- YOUR OBJECTIVE -
Quote, without any change, the line that contains "background player, placed" and all lines that follow it to the end of the data below.

____________

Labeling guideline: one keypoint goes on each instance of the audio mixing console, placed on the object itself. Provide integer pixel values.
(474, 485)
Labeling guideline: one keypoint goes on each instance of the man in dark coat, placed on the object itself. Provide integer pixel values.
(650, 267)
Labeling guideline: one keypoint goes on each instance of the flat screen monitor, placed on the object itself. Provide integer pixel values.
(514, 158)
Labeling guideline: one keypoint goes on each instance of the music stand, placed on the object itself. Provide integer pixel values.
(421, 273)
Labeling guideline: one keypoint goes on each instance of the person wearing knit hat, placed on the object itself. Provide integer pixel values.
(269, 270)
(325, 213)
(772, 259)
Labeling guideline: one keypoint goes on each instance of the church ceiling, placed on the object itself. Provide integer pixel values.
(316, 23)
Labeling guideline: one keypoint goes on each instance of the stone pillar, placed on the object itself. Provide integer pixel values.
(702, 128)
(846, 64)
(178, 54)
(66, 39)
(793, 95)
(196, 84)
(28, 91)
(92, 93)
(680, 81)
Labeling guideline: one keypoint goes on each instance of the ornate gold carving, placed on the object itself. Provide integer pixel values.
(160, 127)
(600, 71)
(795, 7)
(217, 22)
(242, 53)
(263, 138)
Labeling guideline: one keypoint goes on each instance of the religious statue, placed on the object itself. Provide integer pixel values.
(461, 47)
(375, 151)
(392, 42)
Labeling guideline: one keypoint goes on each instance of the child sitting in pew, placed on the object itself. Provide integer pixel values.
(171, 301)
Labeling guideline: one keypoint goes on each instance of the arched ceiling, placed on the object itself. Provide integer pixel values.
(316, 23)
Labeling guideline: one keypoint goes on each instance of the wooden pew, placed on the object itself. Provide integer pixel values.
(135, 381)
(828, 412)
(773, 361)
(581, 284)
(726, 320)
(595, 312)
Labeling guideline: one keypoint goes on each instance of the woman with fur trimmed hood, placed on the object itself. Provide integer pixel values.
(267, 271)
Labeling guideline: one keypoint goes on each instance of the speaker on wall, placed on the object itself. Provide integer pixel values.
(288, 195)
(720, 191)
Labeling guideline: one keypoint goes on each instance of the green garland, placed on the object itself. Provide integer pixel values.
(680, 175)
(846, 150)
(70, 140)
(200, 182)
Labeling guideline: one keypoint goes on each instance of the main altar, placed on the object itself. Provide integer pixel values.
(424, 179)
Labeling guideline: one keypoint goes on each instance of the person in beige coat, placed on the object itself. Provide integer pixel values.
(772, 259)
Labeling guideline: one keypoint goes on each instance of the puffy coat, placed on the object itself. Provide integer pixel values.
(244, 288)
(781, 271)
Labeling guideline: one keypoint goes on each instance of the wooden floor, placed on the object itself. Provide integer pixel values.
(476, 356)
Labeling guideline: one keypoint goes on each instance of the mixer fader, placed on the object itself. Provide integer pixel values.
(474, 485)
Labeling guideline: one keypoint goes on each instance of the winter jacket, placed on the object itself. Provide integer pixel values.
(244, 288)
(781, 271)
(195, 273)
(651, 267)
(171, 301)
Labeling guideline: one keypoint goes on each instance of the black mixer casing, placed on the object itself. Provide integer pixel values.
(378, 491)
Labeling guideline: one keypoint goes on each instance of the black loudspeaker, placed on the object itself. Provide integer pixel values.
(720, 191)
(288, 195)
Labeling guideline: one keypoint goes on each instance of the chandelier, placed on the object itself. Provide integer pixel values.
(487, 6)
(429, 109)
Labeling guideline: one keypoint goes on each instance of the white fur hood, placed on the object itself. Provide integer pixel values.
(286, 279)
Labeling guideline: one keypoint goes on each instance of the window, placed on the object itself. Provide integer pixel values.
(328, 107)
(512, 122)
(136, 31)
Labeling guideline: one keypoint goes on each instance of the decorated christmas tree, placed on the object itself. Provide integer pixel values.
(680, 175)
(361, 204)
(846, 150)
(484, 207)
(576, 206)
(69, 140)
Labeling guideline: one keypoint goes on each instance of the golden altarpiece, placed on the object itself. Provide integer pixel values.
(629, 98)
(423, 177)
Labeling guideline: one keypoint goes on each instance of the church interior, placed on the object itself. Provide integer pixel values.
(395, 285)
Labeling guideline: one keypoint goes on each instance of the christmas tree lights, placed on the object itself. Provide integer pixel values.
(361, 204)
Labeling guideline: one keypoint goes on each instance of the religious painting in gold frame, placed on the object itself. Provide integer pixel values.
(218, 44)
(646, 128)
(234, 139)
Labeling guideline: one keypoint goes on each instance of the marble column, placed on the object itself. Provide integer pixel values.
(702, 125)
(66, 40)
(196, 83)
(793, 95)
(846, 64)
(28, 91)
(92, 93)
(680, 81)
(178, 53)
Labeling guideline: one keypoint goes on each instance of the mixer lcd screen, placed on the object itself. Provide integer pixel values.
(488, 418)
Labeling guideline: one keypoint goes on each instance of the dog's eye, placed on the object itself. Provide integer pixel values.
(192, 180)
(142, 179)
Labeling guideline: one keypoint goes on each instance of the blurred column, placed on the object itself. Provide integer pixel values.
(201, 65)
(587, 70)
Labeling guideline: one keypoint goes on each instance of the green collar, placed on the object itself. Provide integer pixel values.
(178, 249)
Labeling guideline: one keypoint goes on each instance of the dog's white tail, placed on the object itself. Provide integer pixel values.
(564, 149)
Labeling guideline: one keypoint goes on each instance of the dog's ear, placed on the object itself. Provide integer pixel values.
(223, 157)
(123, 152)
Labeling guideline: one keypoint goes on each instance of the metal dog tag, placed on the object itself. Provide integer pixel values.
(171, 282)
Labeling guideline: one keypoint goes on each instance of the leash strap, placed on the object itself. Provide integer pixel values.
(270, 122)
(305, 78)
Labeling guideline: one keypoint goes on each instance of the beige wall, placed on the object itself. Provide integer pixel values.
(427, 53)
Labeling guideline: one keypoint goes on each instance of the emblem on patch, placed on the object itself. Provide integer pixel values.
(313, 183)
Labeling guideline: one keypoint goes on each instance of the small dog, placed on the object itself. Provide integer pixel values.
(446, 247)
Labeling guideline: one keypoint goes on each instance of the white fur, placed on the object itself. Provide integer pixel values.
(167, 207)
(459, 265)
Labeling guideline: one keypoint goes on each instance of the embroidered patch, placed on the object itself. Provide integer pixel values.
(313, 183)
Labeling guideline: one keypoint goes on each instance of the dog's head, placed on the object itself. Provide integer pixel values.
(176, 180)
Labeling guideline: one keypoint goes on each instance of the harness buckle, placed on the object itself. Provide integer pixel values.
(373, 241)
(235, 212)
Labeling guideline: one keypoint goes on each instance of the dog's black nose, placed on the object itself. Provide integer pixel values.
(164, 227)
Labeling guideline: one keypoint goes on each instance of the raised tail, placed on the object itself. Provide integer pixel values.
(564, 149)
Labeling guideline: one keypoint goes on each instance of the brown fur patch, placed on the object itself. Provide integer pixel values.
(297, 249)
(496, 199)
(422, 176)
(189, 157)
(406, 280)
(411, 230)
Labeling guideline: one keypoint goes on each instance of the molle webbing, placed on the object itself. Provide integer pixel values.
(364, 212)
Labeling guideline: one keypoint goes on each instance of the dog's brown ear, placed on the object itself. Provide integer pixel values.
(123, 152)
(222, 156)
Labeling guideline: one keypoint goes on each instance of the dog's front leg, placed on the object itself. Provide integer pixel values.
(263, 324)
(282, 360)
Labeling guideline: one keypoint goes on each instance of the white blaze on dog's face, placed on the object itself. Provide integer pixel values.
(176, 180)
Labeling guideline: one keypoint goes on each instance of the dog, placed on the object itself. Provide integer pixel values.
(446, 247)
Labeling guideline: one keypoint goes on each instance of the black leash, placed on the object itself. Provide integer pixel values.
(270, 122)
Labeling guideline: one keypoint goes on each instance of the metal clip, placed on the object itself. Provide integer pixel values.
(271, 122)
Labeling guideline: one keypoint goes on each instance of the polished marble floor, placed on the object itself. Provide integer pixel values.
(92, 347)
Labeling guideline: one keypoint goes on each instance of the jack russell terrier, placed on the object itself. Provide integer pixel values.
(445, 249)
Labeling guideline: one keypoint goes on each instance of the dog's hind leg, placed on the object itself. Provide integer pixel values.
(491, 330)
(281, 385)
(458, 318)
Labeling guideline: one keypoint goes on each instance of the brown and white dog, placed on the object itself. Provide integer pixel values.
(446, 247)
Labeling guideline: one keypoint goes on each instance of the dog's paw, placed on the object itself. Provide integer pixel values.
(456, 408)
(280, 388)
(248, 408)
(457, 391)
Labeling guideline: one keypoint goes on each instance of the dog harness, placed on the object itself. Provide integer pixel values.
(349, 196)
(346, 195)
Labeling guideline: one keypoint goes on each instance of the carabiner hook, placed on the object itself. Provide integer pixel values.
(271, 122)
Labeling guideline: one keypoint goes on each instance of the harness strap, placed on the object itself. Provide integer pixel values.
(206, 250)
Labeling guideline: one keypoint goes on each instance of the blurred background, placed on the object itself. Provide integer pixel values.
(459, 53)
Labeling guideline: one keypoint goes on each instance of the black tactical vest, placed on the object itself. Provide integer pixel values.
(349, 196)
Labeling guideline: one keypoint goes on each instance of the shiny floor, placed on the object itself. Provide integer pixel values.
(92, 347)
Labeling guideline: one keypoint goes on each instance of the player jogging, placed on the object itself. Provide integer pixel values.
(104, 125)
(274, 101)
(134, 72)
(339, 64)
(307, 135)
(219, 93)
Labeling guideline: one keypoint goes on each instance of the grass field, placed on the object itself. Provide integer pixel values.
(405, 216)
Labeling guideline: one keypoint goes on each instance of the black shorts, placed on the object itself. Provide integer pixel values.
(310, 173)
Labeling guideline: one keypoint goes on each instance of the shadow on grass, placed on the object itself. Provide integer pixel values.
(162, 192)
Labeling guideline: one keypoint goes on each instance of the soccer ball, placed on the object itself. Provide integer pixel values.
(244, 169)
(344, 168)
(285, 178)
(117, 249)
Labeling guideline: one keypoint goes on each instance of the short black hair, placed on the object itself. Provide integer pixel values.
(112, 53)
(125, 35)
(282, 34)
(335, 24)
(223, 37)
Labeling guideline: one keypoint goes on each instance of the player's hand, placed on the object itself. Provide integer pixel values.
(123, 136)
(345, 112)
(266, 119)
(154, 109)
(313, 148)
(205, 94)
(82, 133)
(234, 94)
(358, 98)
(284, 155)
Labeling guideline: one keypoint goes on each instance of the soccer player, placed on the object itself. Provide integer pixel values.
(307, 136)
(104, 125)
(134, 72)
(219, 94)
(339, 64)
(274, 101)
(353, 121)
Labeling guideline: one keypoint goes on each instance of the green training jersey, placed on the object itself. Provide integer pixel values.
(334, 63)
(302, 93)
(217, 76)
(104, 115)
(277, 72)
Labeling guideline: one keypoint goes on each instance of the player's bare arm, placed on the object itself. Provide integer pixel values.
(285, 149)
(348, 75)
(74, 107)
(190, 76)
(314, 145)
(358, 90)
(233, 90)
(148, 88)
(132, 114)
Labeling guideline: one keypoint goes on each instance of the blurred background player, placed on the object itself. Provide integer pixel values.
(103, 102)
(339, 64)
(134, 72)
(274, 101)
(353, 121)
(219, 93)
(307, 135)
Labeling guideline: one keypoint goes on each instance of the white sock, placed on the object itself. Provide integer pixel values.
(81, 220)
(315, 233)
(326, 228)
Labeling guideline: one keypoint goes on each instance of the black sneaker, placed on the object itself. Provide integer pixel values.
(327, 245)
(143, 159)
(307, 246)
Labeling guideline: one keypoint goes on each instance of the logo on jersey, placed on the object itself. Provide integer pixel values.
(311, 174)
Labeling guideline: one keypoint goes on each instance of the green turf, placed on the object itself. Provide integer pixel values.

____________

- PROBLEM SOLUTION -
Labeling guideline: one keypoint goes on each instance of the blurred background player, placed on the object itself. Provide integer pixel values.
(103, 102)
(339, 64)
(134, 72)
(274, 101)
(353, 121)
(219, 93)
(307, 135)
Labeling guideline: one keypoint goes on each instance of the white sock, placed on the object itself. Provide integer pixel values.
(81, 220)
(315, 233)
(326, 228)
Labeling guideline: one keypoint goes on each instance of the black sneaker, placed on the object itself. Provide integer pixel values.
(327, 245)
(143, 159)
(307, 246)
Labeling guideline: one keypoint goes on each instance of the logo on jersey, placed on the object itself. Provide integer pixel values.
(311, 174)
Labeling guideline: one keypoint goes on each instance of the green turf, placed on the object itself. Provide integer pixel values.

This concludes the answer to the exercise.